## WORK REQUIRED:
Swap "Locate" for "Find" throughout the lines below and leave everything else the same.

## MATERIAL FOR THIS TASK:
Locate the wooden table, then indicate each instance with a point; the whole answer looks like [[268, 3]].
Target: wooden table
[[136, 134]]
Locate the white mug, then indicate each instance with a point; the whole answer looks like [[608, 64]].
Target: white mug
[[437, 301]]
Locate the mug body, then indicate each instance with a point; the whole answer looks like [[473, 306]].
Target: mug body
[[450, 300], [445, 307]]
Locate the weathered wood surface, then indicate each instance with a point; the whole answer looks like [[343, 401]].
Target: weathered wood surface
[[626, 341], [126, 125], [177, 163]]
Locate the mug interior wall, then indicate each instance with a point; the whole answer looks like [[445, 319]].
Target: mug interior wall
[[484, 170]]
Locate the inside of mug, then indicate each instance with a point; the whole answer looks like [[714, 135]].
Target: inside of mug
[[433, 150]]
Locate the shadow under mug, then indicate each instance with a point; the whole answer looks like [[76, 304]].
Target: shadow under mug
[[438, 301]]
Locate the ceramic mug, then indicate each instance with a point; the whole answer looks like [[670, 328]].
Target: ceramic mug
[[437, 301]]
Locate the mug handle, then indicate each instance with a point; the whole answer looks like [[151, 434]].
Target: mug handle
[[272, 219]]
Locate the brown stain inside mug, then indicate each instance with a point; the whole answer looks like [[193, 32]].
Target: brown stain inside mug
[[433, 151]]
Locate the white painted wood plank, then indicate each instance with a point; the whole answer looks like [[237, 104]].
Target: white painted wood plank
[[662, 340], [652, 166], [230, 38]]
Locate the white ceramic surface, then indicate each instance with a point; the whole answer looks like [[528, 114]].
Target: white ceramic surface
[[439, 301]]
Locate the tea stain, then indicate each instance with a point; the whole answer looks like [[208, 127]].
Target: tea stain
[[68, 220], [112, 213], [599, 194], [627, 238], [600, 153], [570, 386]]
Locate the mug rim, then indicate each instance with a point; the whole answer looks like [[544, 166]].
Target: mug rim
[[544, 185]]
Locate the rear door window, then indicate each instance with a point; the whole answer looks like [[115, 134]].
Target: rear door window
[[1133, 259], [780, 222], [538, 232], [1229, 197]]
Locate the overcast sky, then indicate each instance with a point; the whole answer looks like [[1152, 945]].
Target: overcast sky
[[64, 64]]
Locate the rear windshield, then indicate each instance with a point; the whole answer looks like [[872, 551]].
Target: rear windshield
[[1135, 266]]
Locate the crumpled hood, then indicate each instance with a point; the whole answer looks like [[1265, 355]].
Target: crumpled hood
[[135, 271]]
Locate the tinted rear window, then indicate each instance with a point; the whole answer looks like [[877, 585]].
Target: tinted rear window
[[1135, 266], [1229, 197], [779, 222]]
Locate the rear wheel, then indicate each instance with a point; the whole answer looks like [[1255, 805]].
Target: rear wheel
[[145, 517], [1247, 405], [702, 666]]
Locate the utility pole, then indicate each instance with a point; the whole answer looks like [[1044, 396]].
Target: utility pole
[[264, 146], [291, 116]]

## WRITTEN ANSWER:
Find the wooden table, then indicate each instance with a point; the whole answer looks like [[268, 3]].
Target: wooden table
[[136, 134]]
Find the white mug, then indicate each instance with a point; the whole answer looks like [[608, 64]].
Target: white mug
[[437, 301]]
Find the mug body, then indicate each instance with a point; the whole answer looks like [[473, 306]].
Target: mug body
[[450, 300], [445, 307]]
Find the weathered wood surface, then indicate each instance with a point; the whole answer looks like [[343, 401]].
Target: weathered wood surface
[[626, 341], [126, 125], [177, 163]]
Find the mug interior wall, then indicate each instance with a point; the whole answer looks like [[445, 319]].
Target: mug interior wall
[[484, 170]]
Find the inside of mug, then indicate each instance with a point; the whole answer looks like [[714, 135]].
Target: inside of mug
[[433, 150]]
Find the shadow under mug, then indicate each instance with a point; the whole answer looks like [[76, 304]].
Target: shadow under mug
[[438, 301]]
Find the ceramic mug, then indicate each instance with a point; the whole answer looks like [[670, 328]].
Target: ceramic mug
[[437, 301]]
Find the mug handle, then indicate each instance with a point; the whole answer looks like [[151, 434]].
Target: mug handle
[[272, 219]]
Find the brown stain inside mug, then indicate each instance with a point; the whole answer looks like [[193, 32]].
Target: brown stain inside mug
[[433, 151]]
Find the white painted wood plank, then indicate each instance with a point; the whole answer looks like [[237, 104]].
Target: white painted wood plank
[[662, 340], [652, 166], [230, 38]]
Find the white ceramic surface, then indicate each instance with a point; the whole answer looks like [[528, 114]].
Target: white ceramic surface
[[439, 301]]
Find the tea stain, then indicate each instance with a point; the whole answer looks like [[208, 127]].
Target: tea stain
[[68, 220], [112, 213], [599, 194], [627, 238], [600, 153], [570, 386]]
Find the mug rim, then indicate each instance with a point; the whole answer looks like [[544, 166]].
Target: mug rim
[[544, 185]]
Find the rear door window, then indicate each instance with a point; the whole answer looks like [[115, 134]].
Target: rear door window
[[1133, 259], [780, 222], [538, 232], [1229, 197]]
Find the overcast sky, then indicate each instance with a point; the whole answer looks like [[1152, 945]].
Target: overcast sky
[[64, 64]]
Find the rear windshield, then indicate each instance with a point; the whole answer looks like [[872, 551]].
Target: rear windshield
[[1135, 266]]
Find the crumpled hood, then indicate each instance with a point; the whole answer looks like [[1265, 355]].
Target: crumpled hood
[[135, 271]]
Find the tinted rear window, then indicate each instance with a point; the whole answer looks like [[877, 585]].
Target: tinted rear window
[[1135, 266], [1229, 197], [779, 222]]
Find the rear wheel, then indicate each instance with a point; the whole answer looks like [[1255, 805]].
Target: rear wheel
[[145, 517], [1247, 405], [702, 666]]
Find the utility pole, then indicate each instance with a point; the whole answer looks like [[1044, 396]].
Target: utility pole
[[264, 146], [291, 116]]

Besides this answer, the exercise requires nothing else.